#### [Task directions]
Copy the passage about a dinner conversation on respect word for word, from "Before I go" up to and including "have a nickel.".

───── Given passage

During a recent dinner, my son asked whether we need to respect a person we think is bad. As he tends to do, he immediately answered his own question. He asserted such respect is due, and looked to us for proud approval.
Before I go any further, let me reassure you that our average dinner-time conversations focus on threats (directed at whoever is not eating their dinner) and jokes about animals (directed at approximating some type of engaging banter for all). If I had a nickel for every time my son probed the nuances of human interaction, I’d have a nickel.
Anyway, on this night, as he dined on a sliced peach and pasta, he was curious about the limits of respect.
His wide eyes looking up at us, my husband and I hesitated. We are trying to teach our children right from wrong, starting with the foundational mandate to be nice. Sometimes we illustrate what it means to be nice by talking about people who do not act or speak nicely. Then we confuse everything and say we need to be nice to everyone, even those not-nice people.

──────────
───── Data lines

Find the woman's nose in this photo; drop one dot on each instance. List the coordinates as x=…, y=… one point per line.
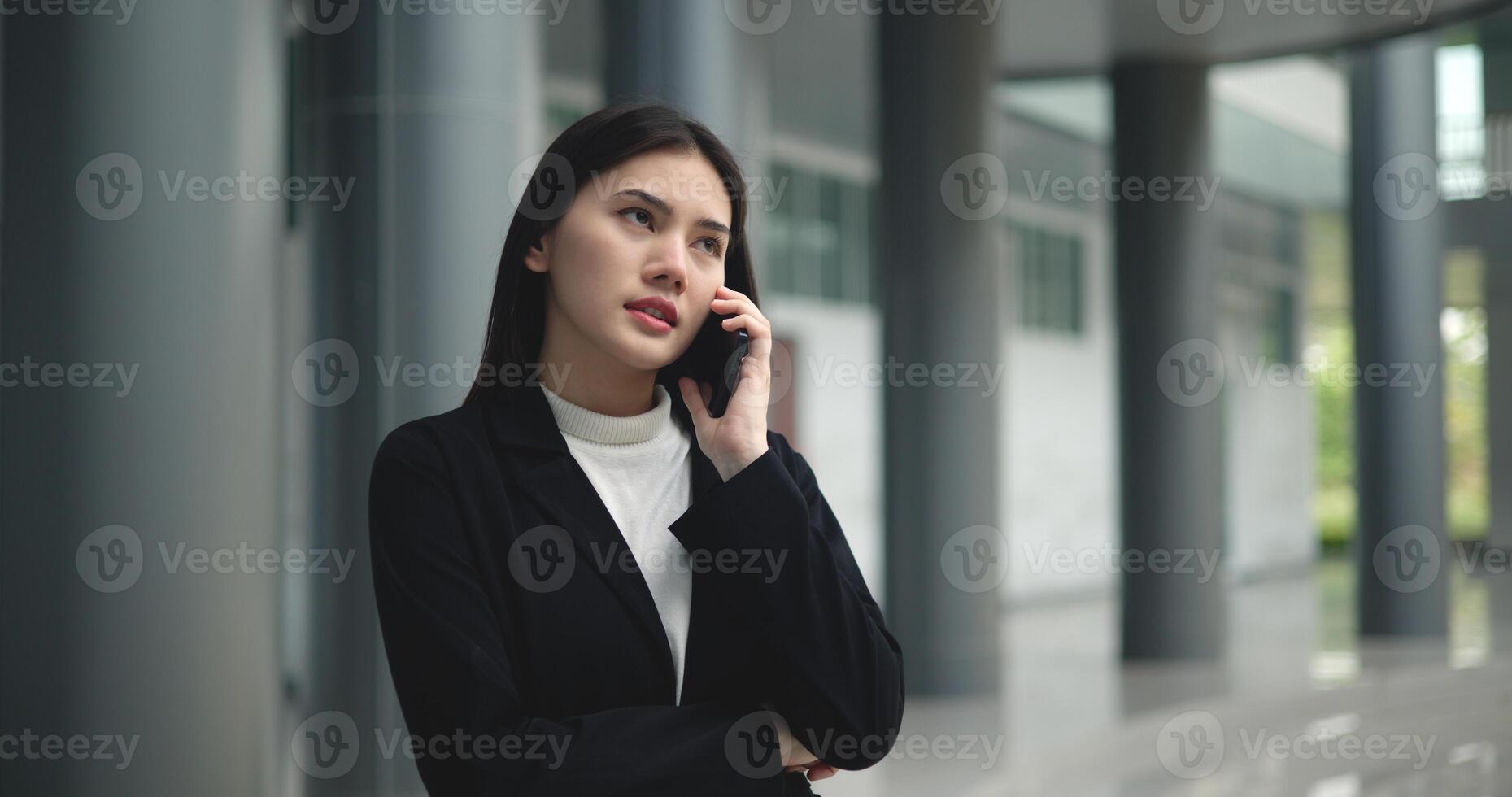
x=670, y=263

──────────

#### [Output for this task]
Before I go any further, let me reassure you that our average dinner-time conversations focus on threats (directed at whoever is not eating their dinner) and jokes about animals (directed at approximating some type of engaging banter for all). If I had a nickel for every time my son probed the nuances of human interaction, I’d have a nickel.